Exercise instructions — Starting at the first line of the data, print every line up to and including the one with "Spot the oleander", but no pictures.

------------------------------------------------

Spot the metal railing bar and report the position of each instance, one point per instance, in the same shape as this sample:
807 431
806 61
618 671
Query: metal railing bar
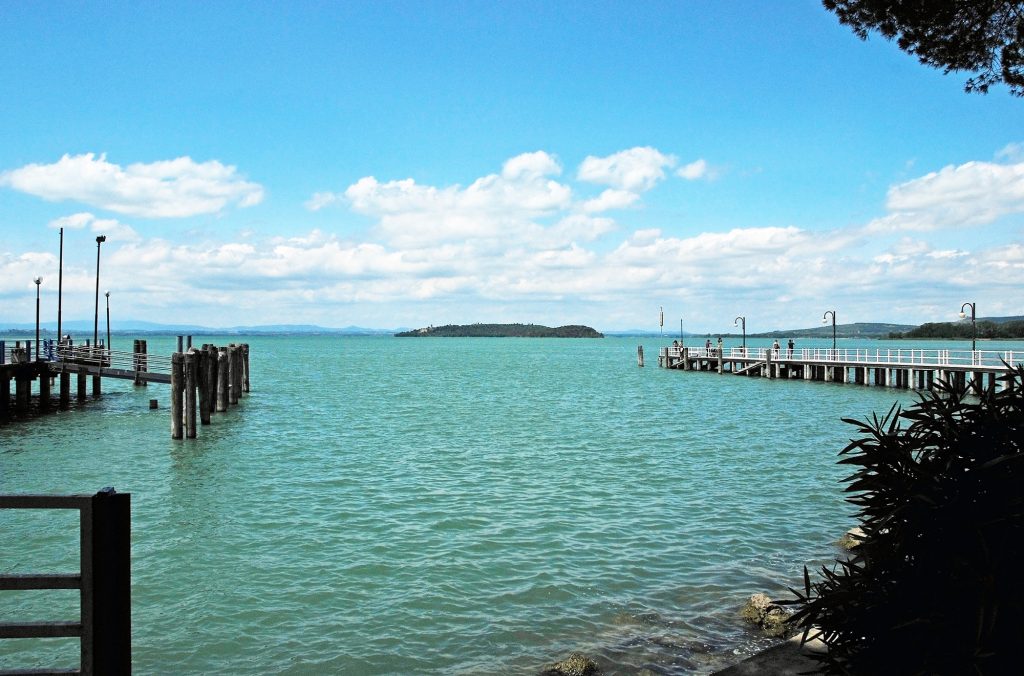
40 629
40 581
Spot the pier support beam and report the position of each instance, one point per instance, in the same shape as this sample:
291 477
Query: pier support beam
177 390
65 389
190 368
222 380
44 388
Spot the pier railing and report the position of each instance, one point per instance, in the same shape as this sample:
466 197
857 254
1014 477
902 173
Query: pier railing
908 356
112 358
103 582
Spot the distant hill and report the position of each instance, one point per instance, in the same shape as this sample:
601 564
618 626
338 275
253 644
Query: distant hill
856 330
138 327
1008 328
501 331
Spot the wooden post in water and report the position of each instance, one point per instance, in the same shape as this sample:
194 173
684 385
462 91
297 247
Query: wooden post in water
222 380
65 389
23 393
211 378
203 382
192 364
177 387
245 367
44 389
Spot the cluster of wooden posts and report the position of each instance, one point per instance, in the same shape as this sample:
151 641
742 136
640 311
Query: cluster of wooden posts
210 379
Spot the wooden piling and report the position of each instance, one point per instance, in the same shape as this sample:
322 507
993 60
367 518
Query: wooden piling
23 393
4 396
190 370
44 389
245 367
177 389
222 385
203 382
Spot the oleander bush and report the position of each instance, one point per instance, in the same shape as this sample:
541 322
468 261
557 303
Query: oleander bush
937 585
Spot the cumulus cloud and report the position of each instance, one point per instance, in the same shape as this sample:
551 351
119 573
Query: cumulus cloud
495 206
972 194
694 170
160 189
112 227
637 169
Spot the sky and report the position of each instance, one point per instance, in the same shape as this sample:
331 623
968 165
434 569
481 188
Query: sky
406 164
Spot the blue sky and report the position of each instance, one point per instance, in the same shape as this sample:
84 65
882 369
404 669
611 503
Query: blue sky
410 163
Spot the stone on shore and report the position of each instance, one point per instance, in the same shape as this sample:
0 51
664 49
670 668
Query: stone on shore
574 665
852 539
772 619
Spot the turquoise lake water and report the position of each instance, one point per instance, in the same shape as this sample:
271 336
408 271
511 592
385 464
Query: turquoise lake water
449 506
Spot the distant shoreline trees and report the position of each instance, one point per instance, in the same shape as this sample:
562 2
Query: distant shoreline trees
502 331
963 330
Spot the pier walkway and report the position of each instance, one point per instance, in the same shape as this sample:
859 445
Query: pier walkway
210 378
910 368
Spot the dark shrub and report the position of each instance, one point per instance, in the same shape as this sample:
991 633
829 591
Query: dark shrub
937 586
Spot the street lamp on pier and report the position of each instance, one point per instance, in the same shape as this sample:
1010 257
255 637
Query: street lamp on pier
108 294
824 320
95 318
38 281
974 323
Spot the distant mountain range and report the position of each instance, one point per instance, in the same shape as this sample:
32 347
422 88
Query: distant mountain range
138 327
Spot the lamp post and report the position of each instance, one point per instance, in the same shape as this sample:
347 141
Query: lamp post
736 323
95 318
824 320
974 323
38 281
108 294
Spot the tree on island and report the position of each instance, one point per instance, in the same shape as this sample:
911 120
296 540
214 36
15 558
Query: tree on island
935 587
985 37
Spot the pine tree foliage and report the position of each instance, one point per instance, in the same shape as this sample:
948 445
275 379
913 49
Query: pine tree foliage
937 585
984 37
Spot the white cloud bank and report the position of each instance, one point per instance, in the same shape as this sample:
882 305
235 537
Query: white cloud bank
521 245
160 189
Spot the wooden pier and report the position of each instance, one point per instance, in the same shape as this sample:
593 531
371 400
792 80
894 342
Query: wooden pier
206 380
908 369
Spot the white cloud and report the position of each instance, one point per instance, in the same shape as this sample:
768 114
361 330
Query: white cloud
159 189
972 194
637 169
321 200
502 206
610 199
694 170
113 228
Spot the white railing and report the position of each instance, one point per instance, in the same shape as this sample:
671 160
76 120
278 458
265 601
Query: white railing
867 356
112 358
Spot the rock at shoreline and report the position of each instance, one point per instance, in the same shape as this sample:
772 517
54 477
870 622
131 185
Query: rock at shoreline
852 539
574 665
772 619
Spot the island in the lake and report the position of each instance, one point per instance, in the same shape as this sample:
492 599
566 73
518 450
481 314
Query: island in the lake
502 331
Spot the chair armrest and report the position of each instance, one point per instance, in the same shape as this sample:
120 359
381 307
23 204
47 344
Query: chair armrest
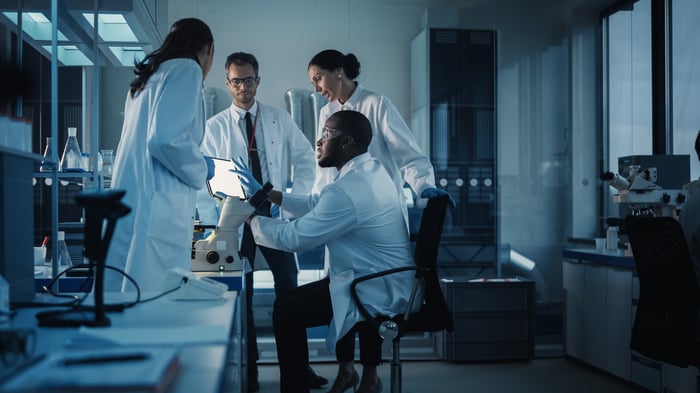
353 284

------------------------------------------------

Final answer —
Spot the metal railing bar and report the position of each instance, one point per instance, in the same shape as this sample:
807 431
806 61
618 671
Query: metal railing bar
40 629
40 581
Spot the pier support beam and report the position of each instance, one point per instance, in the same shape as this sample:
291 477
Query: pier support beam
177 390
65 389
190 368
222 380
44 388
Spot the pier railing and report the position of each instance, one point per instance, in the same shape as this sample:
466 197
857 254
1014 477
902 173
Query: pier railing
908 356
112 358
103 582
Spot the distant hill and report the position of each instance, one point per instance, in the same shape as this sample:
601 564
618 626
338 275
253 644
Query: distant hill
856 330
138 327
1008 328
501 331
Spot the wooden post in water and report the position of each instance, one point per instance, in the same shape as this sample:
194 173
684 385
462 91
297 247
Query: wooden post in water
222 380
65 389
23 393
211 378
203 382
192 364
177 387
245 367
44 389
Spot the cluster of wooden posts and report the position of each instance, one point per instance, in the same shape as this sample:
151 641
742 136
640 311
Query: cluster of wooden posts
210 379
Spot the wooden piling and report the position of each instance, one point per instance, in the same shape as this sample:
322 507
993 60
367 518
Query: wooden piling
23 393
4 396
190 370
44 389
245 367
177 389
222 385
203 382
Spot the oleander bush and report the position of each instance, one point per instance, in the same shape as this sample:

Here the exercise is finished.